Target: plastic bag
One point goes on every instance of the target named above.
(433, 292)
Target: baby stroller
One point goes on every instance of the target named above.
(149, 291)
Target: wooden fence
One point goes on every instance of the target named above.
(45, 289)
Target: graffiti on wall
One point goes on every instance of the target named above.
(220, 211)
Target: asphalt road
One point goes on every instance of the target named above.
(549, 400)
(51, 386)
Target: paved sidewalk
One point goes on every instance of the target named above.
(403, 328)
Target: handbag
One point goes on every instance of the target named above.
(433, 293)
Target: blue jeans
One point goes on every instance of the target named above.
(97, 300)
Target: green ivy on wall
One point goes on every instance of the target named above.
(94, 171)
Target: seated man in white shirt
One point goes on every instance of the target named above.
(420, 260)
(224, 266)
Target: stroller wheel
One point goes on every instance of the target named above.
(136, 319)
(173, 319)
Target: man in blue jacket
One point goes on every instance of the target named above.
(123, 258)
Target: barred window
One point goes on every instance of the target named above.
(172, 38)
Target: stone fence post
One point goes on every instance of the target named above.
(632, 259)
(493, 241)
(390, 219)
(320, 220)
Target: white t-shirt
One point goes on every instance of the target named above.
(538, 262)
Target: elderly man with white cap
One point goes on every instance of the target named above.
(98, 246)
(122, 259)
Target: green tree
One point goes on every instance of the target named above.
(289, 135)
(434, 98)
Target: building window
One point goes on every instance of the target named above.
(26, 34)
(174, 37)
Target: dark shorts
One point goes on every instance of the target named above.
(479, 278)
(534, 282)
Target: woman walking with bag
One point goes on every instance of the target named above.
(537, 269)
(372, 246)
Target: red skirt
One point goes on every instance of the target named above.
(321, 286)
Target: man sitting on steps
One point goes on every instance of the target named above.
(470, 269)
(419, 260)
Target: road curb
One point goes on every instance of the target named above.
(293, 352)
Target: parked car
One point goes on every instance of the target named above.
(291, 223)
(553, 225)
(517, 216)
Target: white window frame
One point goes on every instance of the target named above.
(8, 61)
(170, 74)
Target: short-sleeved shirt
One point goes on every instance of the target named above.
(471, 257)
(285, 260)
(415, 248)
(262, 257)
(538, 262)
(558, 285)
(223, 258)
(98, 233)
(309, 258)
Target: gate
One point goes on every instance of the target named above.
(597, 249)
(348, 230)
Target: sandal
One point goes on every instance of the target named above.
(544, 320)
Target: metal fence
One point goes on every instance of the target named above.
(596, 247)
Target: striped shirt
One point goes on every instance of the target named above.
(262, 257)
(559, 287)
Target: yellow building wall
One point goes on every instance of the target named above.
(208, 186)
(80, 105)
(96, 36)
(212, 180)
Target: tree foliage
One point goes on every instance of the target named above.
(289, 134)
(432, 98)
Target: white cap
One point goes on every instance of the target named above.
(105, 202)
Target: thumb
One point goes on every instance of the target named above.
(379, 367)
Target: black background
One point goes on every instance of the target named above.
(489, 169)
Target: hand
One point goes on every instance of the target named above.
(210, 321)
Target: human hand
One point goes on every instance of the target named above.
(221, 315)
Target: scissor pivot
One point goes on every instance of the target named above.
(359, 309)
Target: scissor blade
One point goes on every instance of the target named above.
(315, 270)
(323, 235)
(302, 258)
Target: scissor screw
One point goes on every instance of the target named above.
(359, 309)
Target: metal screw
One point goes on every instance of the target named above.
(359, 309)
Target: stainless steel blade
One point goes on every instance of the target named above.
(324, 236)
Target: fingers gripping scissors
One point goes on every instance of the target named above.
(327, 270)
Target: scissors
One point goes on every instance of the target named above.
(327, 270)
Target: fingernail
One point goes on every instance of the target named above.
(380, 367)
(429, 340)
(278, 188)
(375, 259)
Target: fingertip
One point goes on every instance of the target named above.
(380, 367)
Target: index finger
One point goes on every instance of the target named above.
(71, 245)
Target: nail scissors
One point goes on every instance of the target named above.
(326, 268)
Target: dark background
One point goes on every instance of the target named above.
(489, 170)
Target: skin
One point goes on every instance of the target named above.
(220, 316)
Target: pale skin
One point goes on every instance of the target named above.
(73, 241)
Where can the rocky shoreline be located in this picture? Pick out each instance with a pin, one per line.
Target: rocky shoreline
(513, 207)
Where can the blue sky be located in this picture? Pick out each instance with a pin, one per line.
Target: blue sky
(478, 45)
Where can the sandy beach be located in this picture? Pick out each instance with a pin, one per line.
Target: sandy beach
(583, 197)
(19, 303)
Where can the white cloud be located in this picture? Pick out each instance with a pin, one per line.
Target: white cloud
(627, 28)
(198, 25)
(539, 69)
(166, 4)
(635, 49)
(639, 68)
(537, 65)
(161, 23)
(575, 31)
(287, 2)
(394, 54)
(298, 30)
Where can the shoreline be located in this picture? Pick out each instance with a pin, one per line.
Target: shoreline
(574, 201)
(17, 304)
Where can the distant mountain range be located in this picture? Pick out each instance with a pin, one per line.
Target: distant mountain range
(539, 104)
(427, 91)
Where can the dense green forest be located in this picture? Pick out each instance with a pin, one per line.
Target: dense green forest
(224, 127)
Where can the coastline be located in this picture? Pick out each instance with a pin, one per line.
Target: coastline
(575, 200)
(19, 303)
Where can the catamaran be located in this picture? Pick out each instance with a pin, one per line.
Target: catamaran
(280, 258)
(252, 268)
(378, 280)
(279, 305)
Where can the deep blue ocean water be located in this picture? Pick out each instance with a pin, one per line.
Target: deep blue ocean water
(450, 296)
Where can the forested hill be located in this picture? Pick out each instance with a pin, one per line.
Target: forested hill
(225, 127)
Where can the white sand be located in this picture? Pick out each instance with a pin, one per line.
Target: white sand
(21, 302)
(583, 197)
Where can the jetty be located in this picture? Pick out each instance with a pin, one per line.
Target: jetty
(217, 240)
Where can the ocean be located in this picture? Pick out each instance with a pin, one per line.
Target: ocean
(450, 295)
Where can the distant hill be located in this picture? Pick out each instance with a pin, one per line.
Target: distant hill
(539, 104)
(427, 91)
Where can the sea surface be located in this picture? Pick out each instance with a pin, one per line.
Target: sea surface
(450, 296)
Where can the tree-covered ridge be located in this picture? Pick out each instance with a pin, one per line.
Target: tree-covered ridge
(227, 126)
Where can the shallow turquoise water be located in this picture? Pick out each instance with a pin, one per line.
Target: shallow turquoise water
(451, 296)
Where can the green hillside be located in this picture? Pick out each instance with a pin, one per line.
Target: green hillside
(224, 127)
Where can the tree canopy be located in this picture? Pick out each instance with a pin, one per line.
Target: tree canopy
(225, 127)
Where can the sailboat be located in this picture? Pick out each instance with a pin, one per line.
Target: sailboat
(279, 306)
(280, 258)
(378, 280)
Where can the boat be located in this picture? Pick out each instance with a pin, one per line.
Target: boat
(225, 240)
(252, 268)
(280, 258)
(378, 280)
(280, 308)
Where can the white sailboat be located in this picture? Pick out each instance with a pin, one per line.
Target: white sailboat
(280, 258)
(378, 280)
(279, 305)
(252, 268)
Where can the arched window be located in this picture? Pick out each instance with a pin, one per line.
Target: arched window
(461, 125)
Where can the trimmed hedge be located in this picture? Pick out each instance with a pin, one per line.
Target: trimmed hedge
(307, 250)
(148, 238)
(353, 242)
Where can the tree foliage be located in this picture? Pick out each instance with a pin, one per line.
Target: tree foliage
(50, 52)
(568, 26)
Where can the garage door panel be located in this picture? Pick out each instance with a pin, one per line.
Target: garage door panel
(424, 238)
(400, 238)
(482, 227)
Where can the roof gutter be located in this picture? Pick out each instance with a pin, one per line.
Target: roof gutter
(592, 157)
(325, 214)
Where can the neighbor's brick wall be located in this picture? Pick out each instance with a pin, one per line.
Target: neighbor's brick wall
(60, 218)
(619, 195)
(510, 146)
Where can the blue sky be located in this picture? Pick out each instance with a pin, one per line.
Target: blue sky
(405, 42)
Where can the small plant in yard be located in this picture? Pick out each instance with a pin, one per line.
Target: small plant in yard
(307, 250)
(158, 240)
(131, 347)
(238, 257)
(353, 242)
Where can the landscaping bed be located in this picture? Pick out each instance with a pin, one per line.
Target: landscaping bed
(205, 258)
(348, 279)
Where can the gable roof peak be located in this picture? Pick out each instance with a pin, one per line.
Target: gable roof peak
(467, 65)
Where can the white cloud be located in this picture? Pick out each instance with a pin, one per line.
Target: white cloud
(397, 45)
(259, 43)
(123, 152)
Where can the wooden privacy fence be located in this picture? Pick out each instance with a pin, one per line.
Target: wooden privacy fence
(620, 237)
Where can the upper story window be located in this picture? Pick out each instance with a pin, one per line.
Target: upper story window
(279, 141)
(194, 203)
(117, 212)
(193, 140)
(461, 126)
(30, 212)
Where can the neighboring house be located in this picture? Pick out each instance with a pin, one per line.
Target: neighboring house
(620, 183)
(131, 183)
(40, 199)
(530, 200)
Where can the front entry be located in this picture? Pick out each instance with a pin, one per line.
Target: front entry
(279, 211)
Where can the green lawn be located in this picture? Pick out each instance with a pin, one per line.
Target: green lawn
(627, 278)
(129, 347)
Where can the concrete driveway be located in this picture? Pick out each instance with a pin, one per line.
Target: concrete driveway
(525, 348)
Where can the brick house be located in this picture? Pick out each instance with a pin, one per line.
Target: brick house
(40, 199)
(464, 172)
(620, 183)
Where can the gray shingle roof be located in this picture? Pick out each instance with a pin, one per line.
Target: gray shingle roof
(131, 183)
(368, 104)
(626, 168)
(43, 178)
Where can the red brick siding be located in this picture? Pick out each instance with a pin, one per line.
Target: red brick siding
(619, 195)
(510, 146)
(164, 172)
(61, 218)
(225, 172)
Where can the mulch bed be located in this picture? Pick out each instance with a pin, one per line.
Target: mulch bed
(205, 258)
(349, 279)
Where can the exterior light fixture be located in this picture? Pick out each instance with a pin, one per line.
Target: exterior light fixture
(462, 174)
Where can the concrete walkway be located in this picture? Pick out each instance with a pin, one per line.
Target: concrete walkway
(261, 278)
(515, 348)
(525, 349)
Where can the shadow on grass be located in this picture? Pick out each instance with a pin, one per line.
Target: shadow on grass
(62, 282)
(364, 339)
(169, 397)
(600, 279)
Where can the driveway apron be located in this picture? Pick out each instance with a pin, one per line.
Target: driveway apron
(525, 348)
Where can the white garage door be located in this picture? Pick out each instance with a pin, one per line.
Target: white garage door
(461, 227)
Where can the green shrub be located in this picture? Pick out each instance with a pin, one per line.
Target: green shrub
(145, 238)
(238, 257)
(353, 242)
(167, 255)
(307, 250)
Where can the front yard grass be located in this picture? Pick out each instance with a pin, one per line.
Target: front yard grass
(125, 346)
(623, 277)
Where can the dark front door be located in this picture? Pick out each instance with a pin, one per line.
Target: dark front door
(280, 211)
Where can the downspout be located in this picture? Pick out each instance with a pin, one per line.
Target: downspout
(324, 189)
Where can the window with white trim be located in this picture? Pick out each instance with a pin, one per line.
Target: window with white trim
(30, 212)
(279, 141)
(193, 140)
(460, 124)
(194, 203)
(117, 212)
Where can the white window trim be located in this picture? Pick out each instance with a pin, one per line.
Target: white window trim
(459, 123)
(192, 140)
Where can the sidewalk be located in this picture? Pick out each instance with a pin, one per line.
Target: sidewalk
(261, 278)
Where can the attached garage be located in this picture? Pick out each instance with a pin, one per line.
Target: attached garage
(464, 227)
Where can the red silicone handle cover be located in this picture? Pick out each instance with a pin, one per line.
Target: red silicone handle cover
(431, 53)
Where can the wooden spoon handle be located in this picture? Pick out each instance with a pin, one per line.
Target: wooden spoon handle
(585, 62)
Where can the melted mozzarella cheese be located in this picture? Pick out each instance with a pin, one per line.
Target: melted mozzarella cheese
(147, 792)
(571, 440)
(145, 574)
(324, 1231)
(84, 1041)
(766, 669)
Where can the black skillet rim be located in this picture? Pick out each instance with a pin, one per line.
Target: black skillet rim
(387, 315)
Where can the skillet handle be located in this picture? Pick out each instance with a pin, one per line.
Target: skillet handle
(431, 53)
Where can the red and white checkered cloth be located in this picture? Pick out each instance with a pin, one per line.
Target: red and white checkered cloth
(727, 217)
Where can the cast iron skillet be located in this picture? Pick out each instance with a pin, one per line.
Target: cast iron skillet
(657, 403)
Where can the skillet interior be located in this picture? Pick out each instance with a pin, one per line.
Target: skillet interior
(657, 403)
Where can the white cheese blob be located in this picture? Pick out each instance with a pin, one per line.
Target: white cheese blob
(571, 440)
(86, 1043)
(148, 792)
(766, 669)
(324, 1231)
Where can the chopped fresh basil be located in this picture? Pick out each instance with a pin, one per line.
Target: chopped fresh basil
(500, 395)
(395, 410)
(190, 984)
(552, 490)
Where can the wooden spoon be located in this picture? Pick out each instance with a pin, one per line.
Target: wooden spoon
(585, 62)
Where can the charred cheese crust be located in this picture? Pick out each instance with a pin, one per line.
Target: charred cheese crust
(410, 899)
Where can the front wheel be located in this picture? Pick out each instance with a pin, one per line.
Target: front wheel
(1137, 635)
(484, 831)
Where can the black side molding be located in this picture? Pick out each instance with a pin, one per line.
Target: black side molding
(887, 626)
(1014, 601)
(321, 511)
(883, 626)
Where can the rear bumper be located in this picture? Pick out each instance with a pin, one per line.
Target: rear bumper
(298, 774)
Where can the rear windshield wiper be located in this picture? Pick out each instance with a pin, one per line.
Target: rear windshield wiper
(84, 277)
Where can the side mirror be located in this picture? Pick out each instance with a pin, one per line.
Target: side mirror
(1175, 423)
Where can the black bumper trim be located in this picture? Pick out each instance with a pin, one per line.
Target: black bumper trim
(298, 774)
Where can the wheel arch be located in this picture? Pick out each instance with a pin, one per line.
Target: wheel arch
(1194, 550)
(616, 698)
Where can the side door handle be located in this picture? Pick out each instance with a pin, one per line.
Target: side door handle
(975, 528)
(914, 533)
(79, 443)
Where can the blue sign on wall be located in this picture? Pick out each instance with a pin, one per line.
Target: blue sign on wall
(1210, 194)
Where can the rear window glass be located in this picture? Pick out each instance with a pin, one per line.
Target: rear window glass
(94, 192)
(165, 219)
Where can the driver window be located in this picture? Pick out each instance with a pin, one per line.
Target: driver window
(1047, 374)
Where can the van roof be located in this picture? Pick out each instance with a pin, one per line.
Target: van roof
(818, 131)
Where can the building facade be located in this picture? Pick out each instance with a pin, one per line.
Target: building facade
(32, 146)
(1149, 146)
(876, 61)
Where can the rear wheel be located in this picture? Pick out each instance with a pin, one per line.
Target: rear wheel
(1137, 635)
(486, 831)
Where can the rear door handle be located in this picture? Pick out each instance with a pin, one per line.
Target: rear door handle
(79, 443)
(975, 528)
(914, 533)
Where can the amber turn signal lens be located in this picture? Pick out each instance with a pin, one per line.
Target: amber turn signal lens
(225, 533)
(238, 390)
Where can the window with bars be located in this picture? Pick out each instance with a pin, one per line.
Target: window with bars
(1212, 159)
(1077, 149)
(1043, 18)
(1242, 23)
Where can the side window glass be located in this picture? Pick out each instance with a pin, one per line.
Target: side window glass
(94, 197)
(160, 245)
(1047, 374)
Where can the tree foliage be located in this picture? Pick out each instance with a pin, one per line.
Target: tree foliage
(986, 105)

About this exercise: The required output is a copy of each line in the records where the string "blade" occurs.

Your response:
Target: scissor blade
Target: stainless steel blade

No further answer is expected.